#### Exercise inputs

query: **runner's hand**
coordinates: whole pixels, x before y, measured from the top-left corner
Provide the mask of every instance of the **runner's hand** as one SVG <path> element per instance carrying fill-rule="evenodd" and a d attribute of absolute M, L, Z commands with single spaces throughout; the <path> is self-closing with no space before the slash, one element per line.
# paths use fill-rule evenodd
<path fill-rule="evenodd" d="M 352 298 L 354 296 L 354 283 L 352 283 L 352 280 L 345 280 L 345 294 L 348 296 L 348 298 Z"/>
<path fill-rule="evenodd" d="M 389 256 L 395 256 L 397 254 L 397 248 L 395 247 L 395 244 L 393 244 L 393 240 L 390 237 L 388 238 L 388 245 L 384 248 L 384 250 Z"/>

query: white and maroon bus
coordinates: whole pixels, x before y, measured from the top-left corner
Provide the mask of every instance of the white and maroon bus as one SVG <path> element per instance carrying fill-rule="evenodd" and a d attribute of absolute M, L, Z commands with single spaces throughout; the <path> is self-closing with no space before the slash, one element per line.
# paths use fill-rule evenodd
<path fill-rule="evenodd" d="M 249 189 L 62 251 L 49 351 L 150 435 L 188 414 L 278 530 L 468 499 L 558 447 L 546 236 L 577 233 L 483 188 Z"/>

########

Task to carry out: Which lines of the records hold the string "element"? Copy each one.

Answer box:
Provide the mask of every instance of the **runner's hand** as one SVG <path> element per instance carrying fill-rule="evenodd" and a d attribute of absolute M, L, Z commands with single spaces throughout; the <path> is self-closing with no space before the slash, one element per line.
Provide the mask of every instance of the white and maroon bus as one SVG <path> element per instance carrying fill-rule="evenodd" and a d attribute of absolute M, L, Z commands with single spaces throughout; the <path> is self-closing with no space before the slash, one element per line.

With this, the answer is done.